┌─ TEXT UNDER STUDY

Bees and Wasps – Ouch!
There are fewer things that can ruin an outdoor activity than stumbling upon a bee or wasp hive. This is particularly true if you have an allergy to bee and wasp stings. For those with allergies, a bee sting can be more than painful, it can be deadly.
Tackling the removal of a bee or wasp hive or nest is not something the average person should attempt on their own. It takes special skills to know how to get rid of stinging pests because when a hive is threatened bees and wasps can attack in swarms, giving the victim multiple stings. If you recognize a hive on your property, contact your pest management professional who specialize in successful bee and wasp removal and prevention.
The Problem: Stinging Pests
There are a large number of bee and wasp species. Nearly every species of bee or wasp is prone to attack and nearly all of them have stingers. These stingers deliver a painful pinch and are loaded with venom. For some a sting means a painful bump, but for others a bee or wasp sting can cause an allergic reaction and anaphylactic shock.
The problem with disturbing a hive when trying to conduct bee removal and especially wasp removal is that the victim can receive multiple stings. If the nest that has been disturbed is a wasp or hornet nest a single insect can sting multiple times, injecting venom repeatedly.

└─

WHAT YOU NEED TO DO ->
[1] Answer these questions about the bee and wasp passage:
(a) Whom does the passage say to contact if you recognize a hive on your property?
(b) What are bee and wasp stingers loaded with?
(c) If a disturbed nest belongs to which insects can a single insect sting multiple times?
[2] Write a continuation of the bee and wasp passage, starting right after its final sentence.
The entries that come after the bee and wasp passage were taken from a different source.

┌─ RECORDS PROVIDED

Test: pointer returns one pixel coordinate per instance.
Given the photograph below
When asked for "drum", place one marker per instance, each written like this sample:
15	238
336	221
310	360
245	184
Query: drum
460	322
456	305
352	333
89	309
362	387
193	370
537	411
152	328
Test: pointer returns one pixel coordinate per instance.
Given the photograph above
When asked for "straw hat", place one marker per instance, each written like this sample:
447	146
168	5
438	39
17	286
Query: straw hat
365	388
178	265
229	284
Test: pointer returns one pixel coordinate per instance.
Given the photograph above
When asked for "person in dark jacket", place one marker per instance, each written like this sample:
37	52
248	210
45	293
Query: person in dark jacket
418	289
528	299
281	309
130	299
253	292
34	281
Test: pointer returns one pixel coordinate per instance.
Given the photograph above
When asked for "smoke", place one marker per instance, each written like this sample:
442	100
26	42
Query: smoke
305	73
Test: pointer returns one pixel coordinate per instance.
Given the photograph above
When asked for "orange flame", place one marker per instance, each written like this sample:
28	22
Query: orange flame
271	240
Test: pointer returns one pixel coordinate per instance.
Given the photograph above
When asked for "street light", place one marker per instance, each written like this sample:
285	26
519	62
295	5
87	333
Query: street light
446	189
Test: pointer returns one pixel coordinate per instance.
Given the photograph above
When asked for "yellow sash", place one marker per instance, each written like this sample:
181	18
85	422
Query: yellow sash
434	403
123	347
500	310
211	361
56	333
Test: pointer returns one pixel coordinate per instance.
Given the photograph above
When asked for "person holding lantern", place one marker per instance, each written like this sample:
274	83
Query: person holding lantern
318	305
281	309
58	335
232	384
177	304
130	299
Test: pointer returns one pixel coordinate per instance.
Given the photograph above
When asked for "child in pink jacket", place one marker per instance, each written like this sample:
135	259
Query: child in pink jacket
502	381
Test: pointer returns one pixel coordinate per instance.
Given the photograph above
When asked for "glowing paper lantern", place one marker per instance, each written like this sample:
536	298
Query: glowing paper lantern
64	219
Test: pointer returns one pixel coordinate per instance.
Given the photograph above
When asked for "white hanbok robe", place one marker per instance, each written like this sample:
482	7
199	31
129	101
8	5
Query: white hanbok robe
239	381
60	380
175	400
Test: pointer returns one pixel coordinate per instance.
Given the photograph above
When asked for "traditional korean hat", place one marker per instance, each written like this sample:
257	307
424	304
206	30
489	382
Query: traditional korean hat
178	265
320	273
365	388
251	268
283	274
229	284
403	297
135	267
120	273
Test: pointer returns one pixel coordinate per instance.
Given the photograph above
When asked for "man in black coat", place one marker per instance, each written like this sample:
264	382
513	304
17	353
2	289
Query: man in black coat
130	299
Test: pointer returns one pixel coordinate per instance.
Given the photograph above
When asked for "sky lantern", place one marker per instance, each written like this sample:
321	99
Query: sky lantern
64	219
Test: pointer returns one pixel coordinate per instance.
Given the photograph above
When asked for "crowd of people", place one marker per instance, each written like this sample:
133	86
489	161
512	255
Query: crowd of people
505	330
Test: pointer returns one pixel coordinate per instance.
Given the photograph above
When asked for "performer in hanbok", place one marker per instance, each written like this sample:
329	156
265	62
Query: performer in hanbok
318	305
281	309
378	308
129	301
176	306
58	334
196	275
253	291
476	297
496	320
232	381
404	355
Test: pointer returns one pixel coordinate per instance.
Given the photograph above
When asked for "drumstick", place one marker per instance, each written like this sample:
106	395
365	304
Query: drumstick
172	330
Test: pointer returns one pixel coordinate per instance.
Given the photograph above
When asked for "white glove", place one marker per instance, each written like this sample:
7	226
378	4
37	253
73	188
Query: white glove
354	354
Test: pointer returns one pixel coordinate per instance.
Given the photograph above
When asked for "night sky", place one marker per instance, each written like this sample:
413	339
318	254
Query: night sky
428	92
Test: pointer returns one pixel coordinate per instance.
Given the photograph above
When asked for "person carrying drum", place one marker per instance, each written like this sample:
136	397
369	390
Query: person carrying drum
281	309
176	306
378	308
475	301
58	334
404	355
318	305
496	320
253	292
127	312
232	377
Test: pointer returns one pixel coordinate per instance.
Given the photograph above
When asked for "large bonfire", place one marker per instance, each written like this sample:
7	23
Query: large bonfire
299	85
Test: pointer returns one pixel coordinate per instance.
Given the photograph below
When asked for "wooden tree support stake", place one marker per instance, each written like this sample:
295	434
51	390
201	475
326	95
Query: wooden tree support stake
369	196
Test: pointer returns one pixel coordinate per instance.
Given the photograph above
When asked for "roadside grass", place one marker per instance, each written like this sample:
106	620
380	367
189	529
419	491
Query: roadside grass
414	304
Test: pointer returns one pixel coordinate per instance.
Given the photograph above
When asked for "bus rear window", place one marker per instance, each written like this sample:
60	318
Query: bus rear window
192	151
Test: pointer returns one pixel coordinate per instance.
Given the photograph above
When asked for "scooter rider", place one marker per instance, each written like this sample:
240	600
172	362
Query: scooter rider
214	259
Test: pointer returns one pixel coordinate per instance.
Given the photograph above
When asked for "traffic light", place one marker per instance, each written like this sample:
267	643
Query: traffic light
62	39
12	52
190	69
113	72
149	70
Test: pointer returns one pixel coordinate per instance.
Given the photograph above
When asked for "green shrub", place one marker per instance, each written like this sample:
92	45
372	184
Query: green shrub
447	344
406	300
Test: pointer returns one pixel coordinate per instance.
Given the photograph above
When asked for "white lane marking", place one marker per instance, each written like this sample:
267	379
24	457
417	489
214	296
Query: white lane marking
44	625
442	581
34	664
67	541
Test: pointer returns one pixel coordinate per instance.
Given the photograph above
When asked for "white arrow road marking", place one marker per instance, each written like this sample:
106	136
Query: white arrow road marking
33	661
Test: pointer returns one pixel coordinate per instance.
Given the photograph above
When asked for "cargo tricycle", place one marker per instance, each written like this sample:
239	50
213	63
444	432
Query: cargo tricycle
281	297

└─
┌─ RECORDS PROVIDED

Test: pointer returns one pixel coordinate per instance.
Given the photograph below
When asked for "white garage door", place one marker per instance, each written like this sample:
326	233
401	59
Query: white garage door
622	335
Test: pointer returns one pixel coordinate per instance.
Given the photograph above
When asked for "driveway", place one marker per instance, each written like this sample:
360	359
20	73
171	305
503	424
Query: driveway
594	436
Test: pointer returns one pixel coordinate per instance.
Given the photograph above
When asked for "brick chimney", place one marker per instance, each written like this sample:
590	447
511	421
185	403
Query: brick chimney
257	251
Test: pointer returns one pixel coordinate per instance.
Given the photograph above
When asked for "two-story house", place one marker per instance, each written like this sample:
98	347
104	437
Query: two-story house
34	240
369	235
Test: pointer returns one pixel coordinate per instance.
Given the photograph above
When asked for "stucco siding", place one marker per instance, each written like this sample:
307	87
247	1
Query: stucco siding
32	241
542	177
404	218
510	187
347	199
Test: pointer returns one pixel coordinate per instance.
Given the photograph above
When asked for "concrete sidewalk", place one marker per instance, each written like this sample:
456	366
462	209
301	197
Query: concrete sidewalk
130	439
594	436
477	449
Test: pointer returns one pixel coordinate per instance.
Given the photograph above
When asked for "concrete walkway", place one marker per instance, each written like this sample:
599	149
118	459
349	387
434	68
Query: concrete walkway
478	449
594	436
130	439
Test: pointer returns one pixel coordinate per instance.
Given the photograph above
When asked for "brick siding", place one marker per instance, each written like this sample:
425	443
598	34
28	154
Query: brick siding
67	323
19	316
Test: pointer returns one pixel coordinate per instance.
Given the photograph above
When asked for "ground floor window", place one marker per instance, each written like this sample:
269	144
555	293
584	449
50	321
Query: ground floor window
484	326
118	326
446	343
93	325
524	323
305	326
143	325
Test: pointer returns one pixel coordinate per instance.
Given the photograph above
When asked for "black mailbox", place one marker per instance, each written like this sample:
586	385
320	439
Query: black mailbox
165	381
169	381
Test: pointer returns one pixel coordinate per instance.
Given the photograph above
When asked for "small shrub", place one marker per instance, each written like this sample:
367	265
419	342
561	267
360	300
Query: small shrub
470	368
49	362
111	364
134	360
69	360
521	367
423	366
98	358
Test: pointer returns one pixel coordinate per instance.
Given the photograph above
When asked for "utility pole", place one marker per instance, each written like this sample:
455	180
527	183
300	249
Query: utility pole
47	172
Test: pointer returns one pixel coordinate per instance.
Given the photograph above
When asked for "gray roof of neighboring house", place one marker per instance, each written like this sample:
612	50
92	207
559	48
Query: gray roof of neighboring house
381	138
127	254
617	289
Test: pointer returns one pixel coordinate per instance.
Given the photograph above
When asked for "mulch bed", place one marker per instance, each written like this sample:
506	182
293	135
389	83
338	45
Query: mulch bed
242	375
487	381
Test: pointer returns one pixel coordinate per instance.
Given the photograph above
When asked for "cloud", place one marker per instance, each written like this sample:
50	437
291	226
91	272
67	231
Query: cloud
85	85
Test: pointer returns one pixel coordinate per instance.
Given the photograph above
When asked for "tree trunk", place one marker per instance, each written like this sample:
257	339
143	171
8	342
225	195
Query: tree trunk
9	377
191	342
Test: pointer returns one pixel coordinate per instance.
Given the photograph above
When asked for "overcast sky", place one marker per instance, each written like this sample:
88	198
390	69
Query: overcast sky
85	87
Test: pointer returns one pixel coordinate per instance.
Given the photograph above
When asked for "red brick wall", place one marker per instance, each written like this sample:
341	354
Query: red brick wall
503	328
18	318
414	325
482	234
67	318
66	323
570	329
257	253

└─
┌─ RECORDS PROVIDED

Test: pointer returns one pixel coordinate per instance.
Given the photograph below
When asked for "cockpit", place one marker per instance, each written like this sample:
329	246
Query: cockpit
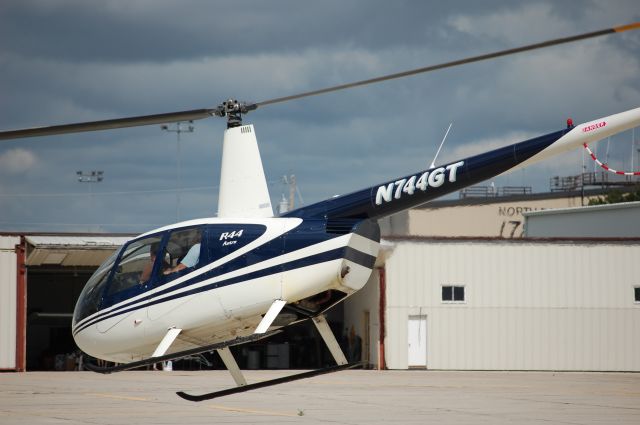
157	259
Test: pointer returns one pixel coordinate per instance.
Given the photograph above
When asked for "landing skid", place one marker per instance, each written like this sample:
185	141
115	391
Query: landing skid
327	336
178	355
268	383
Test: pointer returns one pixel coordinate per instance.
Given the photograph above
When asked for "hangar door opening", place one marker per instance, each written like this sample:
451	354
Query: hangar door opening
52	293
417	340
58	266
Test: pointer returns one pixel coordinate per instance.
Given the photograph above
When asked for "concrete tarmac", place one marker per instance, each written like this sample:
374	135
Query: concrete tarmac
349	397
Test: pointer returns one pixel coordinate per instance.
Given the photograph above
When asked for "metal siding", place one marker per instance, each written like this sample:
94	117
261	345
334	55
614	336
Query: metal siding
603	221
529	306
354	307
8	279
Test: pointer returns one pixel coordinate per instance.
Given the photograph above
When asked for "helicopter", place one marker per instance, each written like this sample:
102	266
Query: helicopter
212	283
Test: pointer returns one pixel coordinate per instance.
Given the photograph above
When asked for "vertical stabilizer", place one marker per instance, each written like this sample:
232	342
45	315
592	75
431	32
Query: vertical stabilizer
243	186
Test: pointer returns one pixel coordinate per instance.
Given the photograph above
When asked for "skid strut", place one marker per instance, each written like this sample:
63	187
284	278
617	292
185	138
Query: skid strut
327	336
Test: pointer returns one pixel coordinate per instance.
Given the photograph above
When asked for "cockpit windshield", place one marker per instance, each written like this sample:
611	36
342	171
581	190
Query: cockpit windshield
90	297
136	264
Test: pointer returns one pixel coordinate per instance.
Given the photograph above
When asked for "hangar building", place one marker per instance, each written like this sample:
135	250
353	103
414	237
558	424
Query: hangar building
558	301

└─

RESPONSES FOR EACH TASK ->
[1]
(a) Your pest management professional who specializes in successful bee and wasp removal and prevention.
(b) Venom.
(c) Wasps or hornets.

[2]
Know the types of bees and wasps
Some species of bees and wasps are prone to sting in large numbers and include:
- Africanized honey bee – or killer bees, are a hybrid between the European and African subspecies, are an excellent example of a stinging insect that can do great bodily harm to humans. Africanized bees are very aggressive, attacking in great numbers upon hearing loud noises or whenever a hive or nest is disturbed.
Courtesy of modernfarmer.com
These bees can be life-threatening not just to those prone to allergic reactions but people (or animals) with limited capacity to escape, such as small children, the elderly or handicapped. If the hive is threatened, these bees can attack in great numbers and have been known to travel 50 yards or more in pursuit of the perceived threat. Hundreds of bees detecting you as a threat can result in hundreds of stings.
- Yellow jackets – probably one of the better-known species of stinging insect. They can pack an extremely painful punch, so it’s better to stay afar of any hive or nest just in case you’ve come across an aggressive species.
Courtesy of en.wikipedia.org
- Hornets – in the wasp family of insects and similar to yellow jackets albeit larger and typically red/brown in coloration, these insects attack when their hives are disturbed, or a drone hornet is killed. Hornets can sting multiple times because their stingers are not barbed like the honey bee, so they are not lost when they sting.
In general, bees are considered beneficial insects that manufacture delicious honey and pollinate plants. However, bees can do extensive damage to a building if they nest inside the walls, and some may sting humans if provoked.
One of the keys to successful bee and wasp removal is identifying the species of bee and wasp. The species and their behaviors determine the most effective way to deal with the hive or nest and remove it.
Common stinging insects include:
- Paper Wasps
- Honey Bees
- Yellow Jackets
- Carpenter Bees
Be Aware of Bee and Wasp Sting Allergies
A portion of the human population is allergic or hypersensitive to bee stings, so just one sting can cause a medical emergency. In rare instances, bee stings can result in life-threatening symptoms, including anaphylactic shock.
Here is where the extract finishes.